- Trecho fornecido -
_ _ _ _ _ _ _

Texto escrito por Mónica Benicia Mamián-López

Sabemos muito bem que estrelas e planetas estão a anos-luz do nosso planeta Terra e mesmo assim a ciência tem trazido para nós muito conhecimento sobre seu tamanho, temperatura e, ainda, sobre sua composição química. Mas como é possível obter essa informação?

Embora missões espaciais tenham conseguido coletar amostras da superfície de corpos celestes mais “próximos” ou acessíveis, como a lua e Marte, isto não é possível para a grande maioria de planetas e estrelas, já que estão muito distantes. Assim, eles são estudados de forma remota, utilizando a interação da luz com a matéria e a decompondo para obter informação. 

A decomposição da luz solar nas cores do arco-íris já era conhecida na antiguidade mas foi Newton, no século XVII que estudou e descreveu formalmente este fenômeno, a partir do seu famoso experimento de decomposição e recomposição da luz utilizando um prisma. Esta decomposição da luz nas diferentes cores é conhecida como espectro (Figura 1). No começo do século XIX, cientistas como Johann Wilhelm Ritter e William Hyde Wollaston descobriram que além das cores observáveis por nós, a luz solar também tinha na sua composição radiação invisível aos nossos olhos, e de energia maior do que a da cor violeta, e que conhecemos hoje como luz ultravioleta. Ao reproduzir o experimento do Newton, Wollaston também fez outro descobrimento interessante, ele viu que quando a luz passava por uma fenda muito estreita antes de atravessar pelo prisma, aparecia uma série de poucas linhas escuras sobrepostas no espectro de cores (espectro visível), como observamos na Figura 1. 

representacao de espectros de emissao e absorcao - Como sabemos do que são feitas as estrelas e os planetas que estão a anos-luz de nós? (V.6, N.6, P.2, 2023)
Figura 1. Representação de espectros de emissão e absorção na região do visível.

Alguns anos depois, em 1820, Joseph Fraunhofer, um construtor de instrumentos ópticos descobriu centenas destas linhas, não somente na região visível ou colorida, mas também no ultravioleta. Esta descoberta era só o começo, e ele ainda chegou a identificar vários milhares. Em outros experimentos, Fraunhofer utilizou a luz emitida por materiais incandescentes (usados para fazer os fogos de artifício, como contamos no nosso texto https://gec.proec.ufabc.edu.br/ciencia-ao-redor/fogos-de-artificio/),  e observou que ao invés de se obter um espectro contínuo (como no caso da luz solar), aparecia uma sequência de linhas coloridas brilhantes (linhas de emissão). E o mais surpreendente, estas linhas pareciam se encaixar perfeitamente nas linhas negras que haviam sido identificadas no espectro solar. Além disso, ele analisou a luz da lua e outros planetas e estrelas, descobrindo que cada estrela tinha um espectro único, enquanto o da lua e dos planetas era idêntico ao espectro da luz do sol.

_ _ _ _ _ _ _

Reescreva a parte do texto sobre estrelas e planetas que vai de "Sabemos muito bem" a "para obter informação.", inclusive, trocando "missões espaciais" por "sondas espaciais".

_ _ _ _ _ _ _

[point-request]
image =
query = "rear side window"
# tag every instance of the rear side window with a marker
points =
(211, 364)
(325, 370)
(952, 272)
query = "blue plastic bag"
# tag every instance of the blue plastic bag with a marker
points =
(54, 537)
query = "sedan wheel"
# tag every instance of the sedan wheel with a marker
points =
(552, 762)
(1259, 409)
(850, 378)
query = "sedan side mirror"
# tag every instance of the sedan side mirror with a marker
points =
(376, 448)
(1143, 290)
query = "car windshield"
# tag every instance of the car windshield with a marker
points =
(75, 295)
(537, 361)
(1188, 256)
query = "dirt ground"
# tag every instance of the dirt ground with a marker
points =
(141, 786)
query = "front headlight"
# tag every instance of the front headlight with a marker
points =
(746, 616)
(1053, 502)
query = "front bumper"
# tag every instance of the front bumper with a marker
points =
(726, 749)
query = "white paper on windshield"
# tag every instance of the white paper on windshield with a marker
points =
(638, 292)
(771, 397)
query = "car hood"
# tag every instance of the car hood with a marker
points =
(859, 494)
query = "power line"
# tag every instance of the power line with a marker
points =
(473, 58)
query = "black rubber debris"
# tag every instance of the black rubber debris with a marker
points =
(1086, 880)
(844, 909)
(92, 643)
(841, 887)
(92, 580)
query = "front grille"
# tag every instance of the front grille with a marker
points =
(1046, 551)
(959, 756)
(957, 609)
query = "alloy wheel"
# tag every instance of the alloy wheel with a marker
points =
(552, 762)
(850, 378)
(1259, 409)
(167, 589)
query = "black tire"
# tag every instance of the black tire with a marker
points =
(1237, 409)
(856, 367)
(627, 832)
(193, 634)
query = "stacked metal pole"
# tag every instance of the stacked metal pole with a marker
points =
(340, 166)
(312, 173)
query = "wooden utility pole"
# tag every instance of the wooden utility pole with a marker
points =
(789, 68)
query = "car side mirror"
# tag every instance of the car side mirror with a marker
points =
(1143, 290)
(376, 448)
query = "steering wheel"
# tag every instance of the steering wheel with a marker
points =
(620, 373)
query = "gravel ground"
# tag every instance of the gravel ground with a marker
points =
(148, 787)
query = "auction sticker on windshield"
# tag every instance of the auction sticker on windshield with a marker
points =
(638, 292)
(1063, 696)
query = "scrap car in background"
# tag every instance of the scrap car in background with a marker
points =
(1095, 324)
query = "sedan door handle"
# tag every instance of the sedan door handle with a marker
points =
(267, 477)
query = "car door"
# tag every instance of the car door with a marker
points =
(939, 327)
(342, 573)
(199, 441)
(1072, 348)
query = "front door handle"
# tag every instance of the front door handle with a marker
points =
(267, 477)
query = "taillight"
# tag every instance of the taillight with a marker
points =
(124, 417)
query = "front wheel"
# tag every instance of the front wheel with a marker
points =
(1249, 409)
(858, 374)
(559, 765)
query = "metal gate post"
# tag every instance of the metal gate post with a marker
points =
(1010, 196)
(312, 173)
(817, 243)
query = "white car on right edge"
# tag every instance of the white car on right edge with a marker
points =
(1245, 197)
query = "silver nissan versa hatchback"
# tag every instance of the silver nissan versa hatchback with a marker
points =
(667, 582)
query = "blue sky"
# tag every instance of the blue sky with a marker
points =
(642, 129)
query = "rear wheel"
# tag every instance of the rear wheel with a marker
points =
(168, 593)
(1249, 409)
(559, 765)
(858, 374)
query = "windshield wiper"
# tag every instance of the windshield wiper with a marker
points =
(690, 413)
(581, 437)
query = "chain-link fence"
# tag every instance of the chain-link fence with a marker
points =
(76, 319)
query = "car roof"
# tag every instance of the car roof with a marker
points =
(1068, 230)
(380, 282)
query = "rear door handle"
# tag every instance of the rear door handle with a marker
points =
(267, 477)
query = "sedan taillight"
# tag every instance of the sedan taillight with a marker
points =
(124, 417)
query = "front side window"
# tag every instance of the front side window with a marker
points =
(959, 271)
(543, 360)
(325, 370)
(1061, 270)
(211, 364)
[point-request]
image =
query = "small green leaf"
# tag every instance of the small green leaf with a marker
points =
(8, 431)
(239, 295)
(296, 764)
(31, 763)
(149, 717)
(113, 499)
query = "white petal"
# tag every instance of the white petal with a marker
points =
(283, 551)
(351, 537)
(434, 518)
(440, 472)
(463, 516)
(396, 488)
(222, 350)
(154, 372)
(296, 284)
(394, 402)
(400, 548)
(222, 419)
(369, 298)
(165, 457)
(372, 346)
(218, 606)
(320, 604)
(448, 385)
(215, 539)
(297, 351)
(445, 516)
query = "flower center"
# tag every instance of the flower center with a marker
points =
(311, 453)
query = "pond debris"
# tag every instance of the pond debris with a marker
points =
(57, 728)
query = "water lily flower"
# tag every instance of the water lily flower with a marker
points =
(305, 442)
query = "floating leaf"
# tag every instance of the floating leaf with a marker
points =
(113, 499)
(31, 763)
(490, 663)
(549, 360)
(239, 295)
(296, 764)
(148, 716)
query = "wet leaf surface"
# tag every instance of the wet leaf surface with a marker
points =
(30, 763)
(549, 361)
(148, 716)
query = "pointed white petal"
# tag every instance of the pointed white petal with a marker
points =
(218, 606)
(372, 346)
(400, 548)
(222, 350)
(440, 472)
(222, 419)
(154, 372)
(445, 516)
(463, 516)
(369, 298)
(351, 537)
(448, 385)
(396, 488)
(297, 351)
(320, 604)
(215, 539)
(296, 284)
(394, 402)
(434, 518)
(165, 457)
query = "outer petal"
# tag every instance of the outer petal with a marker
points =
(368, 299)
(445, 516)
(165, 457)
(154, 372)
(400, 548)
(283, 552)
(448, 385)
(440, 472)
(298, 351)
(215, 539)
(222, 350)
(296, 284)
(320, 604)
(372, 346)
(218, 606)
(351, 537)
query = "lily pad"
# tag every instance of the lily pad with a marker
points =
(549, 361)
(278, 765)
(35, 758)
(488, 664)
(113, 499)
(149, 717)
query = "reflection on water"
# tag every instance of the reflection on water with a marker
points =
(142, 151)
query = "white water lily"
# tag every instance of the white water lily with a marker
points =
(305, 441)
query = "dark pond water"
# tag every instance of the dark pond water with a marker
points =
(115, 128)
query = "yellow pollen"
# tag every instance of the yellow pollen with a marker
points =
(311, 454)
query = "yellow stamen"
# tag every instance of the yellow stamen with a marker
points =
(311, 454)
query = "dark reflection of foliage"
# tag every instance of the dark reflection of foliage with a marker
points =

_ _ _ _ _ _ _

- Resposta esperada -
Sabemos muito bem que estrelas e planetas estão a anos-luz do nosso planeta Terra e mesmo assim a ciência tem trazido para nós muito conhecimento sobre seu tamanho, temperatura e, ainda, sobre sua composição química. Mas como é possível obter essa informação?

Embora sondas espaciais tenham conseguido coletar amostras da superfície de corpos celestes mais “próximos” ou acessíveis, como a lua e Marte, isto não é possível para a grande maioria de planetas e estrelas, já que estão muito distantes. Assim, eles são estudados de forma remota, utilizando a interação da luz com a matéria e a decompondo para obter informação.